__ABOUT THIS EXERCISE__:
Reproduce the passage on innovation in agriculture between "Innovation in agriculture" and "to functioning markets.", inclusive, with "foundation" changed to "charity".

__DOCUMENT SEGMENT__:
────────────────────

Friday 14 September 2012

Innovation in agriculture

The private market does a great job of innovating in many areas, particularly for people who have money. The focus of Melinda’s and my foundation is to encourage innovation in the areas where there is less profit opportunity but where the impact for those in need is very high. That is why we have devoted almost $2 billion to helping poor farm families, most of which are led by women, boost their productivity while preserving the land for future generations. Those funds are invested in many areas of innovation, ranging from sustainable land management, to better ways to educate farmers, to connecting farmers to functioning markets.
We do all these things with one goal in mind—helping people like Christina Mwinjipe, a farmer I met last year in Tanzania. Christina supports her family by farming cassava, a staple crop that provides a basic diet for more than 500 million people worldwide. (When dried to a powder, cassava is known as tapioca.) In the past two years, Christina’s crop has been invaded by two cassava diseases. The leaves of some of her plants are curled and withered, and covered in the white flies that carry mosaic disease. The roots of other plants are rotted by brown streak disease. Because of these diseases, she is depleting her savings to buy cassava to feed her three children. Her oldest son just passed his examinations to enter secondary school, but she doesn’t know where she’ll find the money to pay his fees. She is not sure what she will do about food when her savings run out.

────────────────────

__STUDY MATERIAL__:

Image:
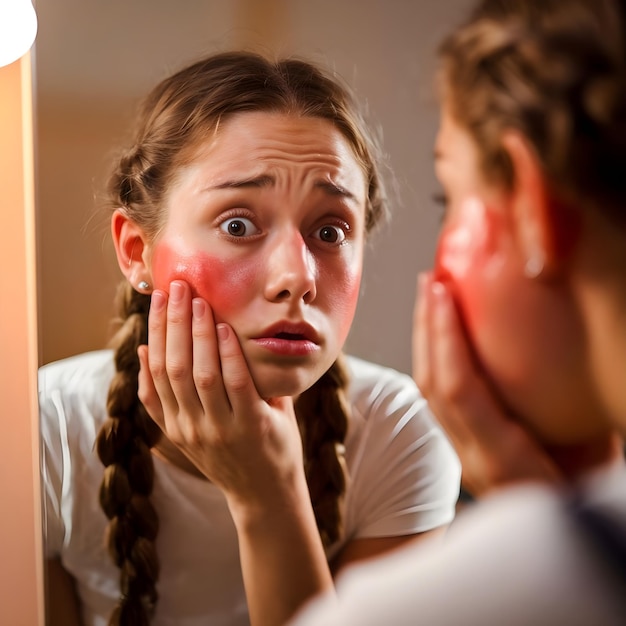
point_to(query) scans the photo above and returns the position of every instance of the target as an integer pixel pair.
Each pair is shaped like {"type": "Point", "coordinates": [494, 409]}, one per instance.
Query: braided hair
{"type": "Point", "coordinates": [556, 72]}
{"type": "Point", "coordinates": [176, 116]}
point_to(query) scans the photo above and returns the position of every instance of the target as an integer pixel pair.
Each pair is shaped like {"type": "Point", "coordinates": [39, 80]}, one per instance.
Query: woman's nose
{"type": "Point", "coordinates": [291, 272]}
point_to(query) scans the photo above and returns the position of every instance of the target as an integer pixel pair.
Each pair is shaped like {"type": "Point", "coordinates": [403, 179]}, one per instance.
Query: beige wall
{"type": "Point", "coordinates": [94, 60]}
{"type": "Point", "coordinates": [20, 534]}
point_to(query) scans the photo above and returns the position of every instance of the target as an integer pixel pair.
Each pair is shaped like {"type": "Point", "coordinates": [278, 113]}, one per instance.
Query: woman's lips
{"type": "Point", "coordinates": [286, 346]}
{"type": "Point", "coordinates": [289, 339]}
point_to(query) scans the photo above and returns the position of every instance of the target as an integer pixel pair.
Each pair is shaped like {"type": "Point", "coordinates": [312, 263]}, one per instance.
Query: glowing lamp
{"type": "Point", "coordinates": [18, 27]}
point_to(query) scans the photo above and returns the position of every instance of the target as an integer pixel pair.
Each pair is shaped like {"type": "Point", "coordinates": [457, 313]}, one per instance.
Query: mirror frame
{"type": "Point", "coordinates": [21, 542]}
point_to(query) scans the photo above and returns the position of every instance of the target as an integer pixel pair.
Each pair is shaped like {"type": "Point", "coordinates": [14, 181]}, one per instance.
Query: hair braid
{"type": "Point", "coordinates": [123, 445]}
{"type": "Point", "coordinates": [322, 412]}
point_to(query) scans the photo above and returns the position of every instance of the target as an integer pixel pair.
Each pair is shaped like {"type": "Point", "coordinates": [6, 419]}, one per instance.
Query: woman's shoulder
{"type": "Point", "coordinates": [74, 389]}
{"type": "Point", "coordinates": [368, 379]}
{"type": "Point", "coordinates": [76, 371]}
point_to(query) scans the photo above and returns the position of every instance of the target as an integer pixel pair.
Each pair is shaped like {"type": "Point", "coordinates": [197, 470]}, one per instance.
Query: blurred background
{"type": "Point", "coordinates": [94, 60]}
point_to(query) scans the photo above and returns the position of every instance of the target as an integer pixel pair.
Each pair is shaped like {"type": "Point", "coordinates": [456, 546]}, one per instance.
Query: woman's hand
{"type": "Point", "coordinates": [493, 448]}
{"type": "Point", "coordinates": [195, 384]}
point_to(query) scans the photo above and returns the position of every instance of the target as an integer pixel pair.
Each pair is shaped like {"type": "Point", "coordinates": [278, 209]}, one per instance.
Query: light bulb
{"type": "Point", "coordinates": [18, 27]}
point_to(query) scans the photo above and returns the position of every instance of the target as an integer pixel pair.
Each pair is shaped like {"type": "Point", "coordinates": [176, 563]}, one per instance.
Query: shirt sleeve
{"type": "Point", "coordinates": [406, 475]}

────────────────────

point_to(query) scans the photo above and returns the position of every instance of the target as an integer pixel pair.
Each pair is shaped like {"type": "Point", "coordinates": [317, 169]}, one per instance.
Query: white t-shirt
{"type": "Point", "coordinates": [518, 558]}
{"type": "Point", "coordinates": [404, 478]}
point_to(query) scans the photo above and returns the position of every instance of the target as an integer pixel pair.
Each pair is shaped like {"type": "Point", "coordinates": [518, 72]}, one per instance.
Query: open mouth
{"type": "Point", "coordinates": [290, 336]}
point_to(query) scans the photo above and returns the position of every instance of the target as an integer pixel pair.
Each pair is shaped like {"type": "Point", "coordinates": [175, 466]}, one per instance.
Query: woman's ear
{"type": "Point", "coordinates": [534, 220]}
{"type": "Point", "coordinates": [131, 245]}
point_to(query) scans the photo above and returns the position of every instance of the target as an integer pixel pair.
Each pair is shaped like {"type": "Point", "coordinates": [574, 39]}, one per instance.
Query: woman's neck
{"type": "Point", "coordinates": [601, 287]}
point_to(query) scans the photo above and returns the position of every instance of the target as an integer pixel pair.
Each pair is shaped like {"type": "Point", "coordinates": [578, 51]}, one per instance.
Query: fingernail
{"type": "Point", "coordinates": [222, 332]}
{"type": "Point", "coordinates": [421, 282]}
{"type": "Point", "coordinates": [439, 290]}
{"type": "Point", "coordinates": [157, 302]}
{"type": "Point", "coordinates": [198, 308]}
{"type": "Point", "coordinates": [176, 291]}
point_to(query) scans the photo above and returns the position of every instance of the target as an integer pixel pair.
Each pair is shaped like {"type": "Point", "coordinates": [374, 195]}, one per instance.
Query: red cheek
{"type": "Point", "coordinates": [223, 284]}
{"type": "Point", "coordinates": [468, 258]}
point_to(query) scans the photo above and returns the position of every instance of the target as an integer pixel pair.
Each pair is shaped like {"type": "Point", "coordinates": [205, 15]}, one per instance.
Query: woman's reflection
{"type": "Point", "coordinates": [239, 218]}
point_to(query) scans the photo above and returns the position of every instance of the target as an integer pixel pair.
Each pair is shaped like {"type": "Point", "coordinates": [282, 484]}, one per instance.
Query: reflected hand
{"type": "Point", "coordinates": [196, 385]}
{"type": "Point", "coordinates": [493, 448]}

────────────────────

__EXERCISE ANSWER__:
Innovation in agriculture

The private market does a great job of innovating in many areas, particularly for people who have money. The focus of Melinda’s and my charity is to encourage innovation in the areas where there is less profit opportunity but where the impact for those in need is very high. That is why we have devoted almost $2 billion to helping poor farm families, most of which are led by women, boost their productivity while preserving the land for future generations. Those funds are invested in many areas of innovation, ranging from sustainable land management, to better ways to educate farmers, to connecting farmers to functioning markets.